Pharaon n'est pas mort : il est atteint, certes, comme tous les Egyptiens, atteint au plus profond de lui-même par le décès de l'héritier du trône. Brisé, il laisse partir vers le désert ces Hébreux encombrants, comme ils le demandent depuis pas mal de temps déjà, mais il va se ressaisir très vite. Il va "rebondir" comme tous les hommes politiques, comme tous les hommes de pouvoir, et poursuivre jusque dans la mer des Roseaux ce peuple dont ses prédécesseurs et lui-même ont fait des esclaves !
Pharaon n'est pas mort : aujourd'hui encore il règne, aujourd'hui encore il réduit en esclavage, aujourd'hui encore, comme le pharaon d'Egypte, il résiste à ce qu'il appelle l'ingérence insupportable des étrangers dans les affaires de son royaume. Mais, dans nos sociétés démocratiques et policées, au lieu d'être personnalisé, Pharaon est devenu une hydre aux cent têtes, insaisissable et omniprésente : si on lui coupe une tête il en repousse dix.

════

- **CONSIGNE 1**
Recopiez à l'identique les enregistrements ci-dessous, depuis la ligne qui contient « Q: For the tower » jusqu'à la fin des enregistrements, ces deux bornes comprises.

- **ENREGISTREMENTS FOURNIS**
════

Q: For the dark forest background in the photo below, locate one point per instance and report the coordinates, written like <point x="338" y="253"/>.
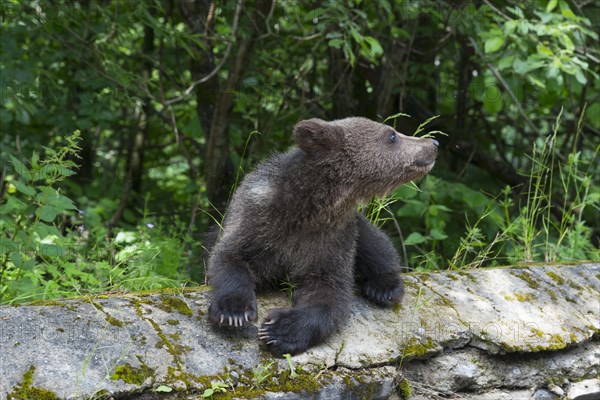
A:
<point x="127" y="124"/>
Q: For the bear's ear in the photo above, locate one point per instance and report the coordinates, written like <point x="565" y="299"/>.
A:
<point x="315" y="134"/>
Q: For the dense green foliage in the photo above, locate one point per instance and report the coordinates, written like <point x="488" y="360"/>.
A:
<point x="126" y="125"/>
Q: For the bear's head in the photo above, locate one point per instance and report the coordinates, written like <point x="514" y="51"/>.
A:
<point x="371" y="157"/>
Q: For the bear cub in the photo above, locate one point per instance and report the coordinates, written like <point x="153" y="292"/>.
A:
<point x="294" y="219"/>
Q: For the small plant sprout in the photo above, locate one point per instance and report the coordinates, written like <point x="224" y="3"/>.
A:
<point x="293" y="373"/>
<point x="215" y="387"/>
<point x="261" y="373"/>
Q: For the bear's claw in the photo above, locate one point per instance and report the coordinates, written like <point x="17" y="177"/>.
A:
<point x="233" y="310"/>
<point x="382" y="292"/>
<point x="280" y="334"/>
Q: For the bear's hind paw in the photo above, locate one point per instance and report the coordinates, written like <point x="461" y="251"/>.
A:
<point x="232" y="310"/>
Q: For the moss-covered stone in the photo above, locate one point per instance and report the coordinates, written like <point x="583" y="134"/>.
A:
<point x="524" y="296"/>
<point x="170" y="303"/>
<point x="527" y="278"/>
<point x="555" y="277"/>
<point x="132" y="375"/>
<point x="26" y="391"/>
<point x="404" y="389"/>
<point x="414" y="348"/>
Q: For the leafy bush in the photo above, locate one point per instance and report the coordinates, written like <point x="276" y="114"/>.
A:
<point x="51" y="249"/>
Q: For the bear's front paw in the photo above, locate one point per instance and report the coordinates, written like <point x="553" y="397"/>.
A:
<point x="385" y="292"/>
<point x="233" y="309"/>
<point x="282" y="332"/>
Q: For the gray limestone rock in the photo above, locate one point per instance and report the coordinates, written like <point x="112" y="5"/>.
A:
<point x="482" y="334"/>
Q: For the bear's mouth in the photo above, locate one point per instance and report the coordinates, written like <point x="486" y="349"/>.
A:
<point x="425" y="163"/>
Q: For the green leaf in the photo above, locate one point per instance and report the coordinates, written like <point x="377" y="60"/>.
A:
<point x="13" y="205"/>
<point x="505" y="62"/>
<point x="47" y="213"/>
<point x="593" y="114"/>
<point x="43" y="230"/>
<point x="493" y="101"/>
<point x="376" y="49"/>
<point x="415" y="238"/>
<point x="567" y="13"/>
<point x="523" y="67"/>
<point x="125" y="237"/>
<point x="50" y="250"/>
<point x="8" y="246"/>
<point x="50" y="196"/>
<point x="336" y="43"/>
<point x="438" y="234"/>
<point x="20" y="168"/>
<point x="493" y="44"/>
<point x="23" y="188"/>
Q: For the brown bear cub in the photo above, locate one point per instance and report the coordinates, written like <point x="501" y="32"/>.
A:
<point x="294" y="219"/>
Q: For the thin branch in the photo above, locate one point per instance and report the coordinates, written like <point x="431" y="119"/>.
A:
<point x="507" y="88"/>
<point x="206" y="78"/>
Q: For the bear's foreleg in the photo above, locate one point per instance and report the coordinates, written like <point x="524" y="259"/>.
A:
<point x="378" y="264"/>
<point x="234" y="297"/>
<point x="318" y="311"/>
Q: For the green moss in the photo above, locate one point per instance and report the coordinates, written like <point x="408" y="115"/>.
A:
<point x="527" y="278"/>
<point x="48" y="303"/>
<point x="404" y="389"/>
<point x="132" y="375"/>
<point x="109" y="318"/>
<point x="113" y="321"/>
<point x="555" y="277"/>
<point x="537" y="332"/>
<point x="574" y="285"/>
<point x="398" y="308"/>
<point x="170" y="303"/>
<point x="557" y="342"/>
<point x="416" y="349"/>
<point x="524" y="296"/>
<point x="26" y="391"/>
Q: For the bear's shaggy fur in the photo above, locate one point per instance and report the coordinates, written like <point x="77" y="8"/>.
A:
<point x="294" y="219"/>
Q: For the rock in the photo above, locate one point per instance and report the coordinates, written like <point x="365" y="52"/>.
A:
<point x="543" y="394"/>
<point x="588" y="389"/>
<point x="556" y="389"/>
<point x="484" y="333"/>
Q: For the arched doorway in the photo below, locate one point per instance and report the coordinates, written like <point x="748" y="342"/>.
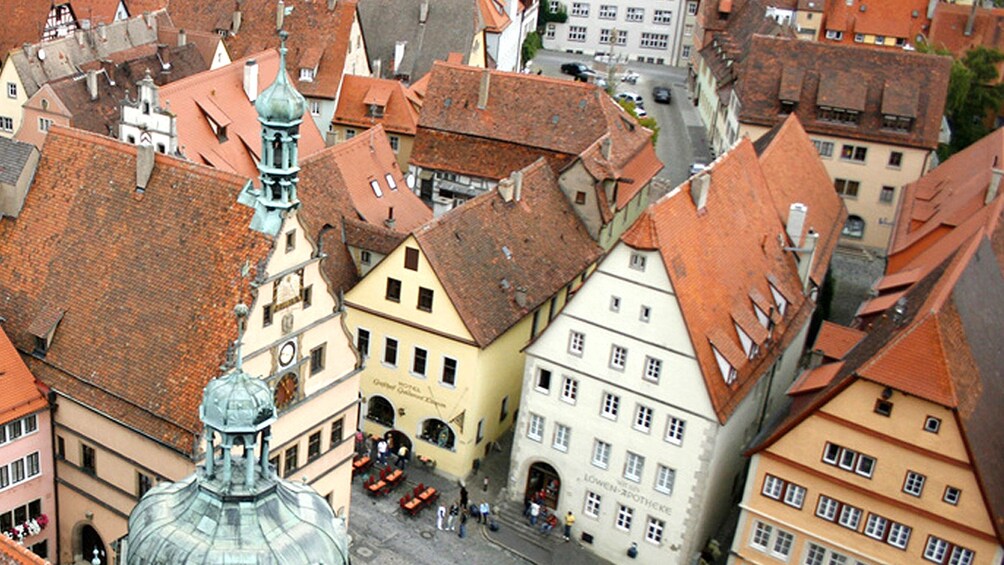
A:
<point x="543" y="480"/>
<point x="89" y="541"/>
<point x="381" y="410"/>
<point x="439" y="433"/>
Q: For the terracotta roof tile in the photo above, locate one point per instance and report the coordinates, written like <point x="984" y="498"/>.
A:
<point x="148" y="299"/>
<point x="218" y="95"/>
<point x="357" y="92"/>
<point x="713" y="281"/>
<point x="849" y="77"/>
<point x="465" y="249"/>
<point x="835" y="340"/>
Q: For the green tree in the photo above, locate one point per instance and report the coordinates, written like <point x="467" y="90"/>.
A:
<point x="974" y="96"/>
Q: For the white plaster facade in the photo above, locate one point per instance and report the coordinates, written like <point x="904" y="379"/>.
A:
<point x="654" y="31"/>
<point x="672" y="519"/>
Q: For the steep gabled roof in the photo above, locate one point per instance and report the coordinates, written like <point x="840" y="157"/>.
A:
<point x="18" y="393"/>
<point x="719" y="256"/>
<point x="486" y="250"/>
<point x="848" y="77"/>
<point x="400" y="116"/>
<point x="147" y="282"/>
<point x="218" y="95"/>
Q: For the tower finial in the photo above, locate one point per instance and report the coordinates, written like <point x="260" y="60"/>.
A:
<point x="241" y="311"/>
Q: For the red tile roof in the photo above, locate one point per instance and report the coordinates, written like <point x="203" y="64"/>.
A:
<point x="18" y="393"/>
<point x="834" y="72"/>
<point x="312" y="29"/>
<point x="218" y="94"/>
<point x="718" y="256"/>
<point x="835" y="340"/>
<point x="148" y="283"/>
<point x="400" y="116"/>
<point x="467" y="250"/>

════

- **CONSIGNE 2**
Selon le document sur Pharaon, qu'est devenu Pharaon dans nos sociétés démocratiques et policées ?

- **CORRIGÉ DÉTAILLÉ 1**
Q: For the tower finial in the photo above, locate one point per instance and report the coordinates, written like <point x="260" y="60"/>.
A:
<point x="241" y="311"/>
Q: For the red tile roof in the photo above, locate one point per instance and report the coordinates, written like <point x="203" y="64"/>.
A:
<point x="18" y="393"/>
<point x="834" y="72"/>
<point x="312" y="29"/>
<point x="218" y="94"/>
<point x="718" y="256"/>
<point x="835" y="340"/>
<point x="148" y="283"/>
<point x="400" y="116"/>
<point x="467" y="250"/>

- **CORRIGÉ DÉTAILLÉ 2**
Une hydre aux cent têtes, insaisissable et omniprésente.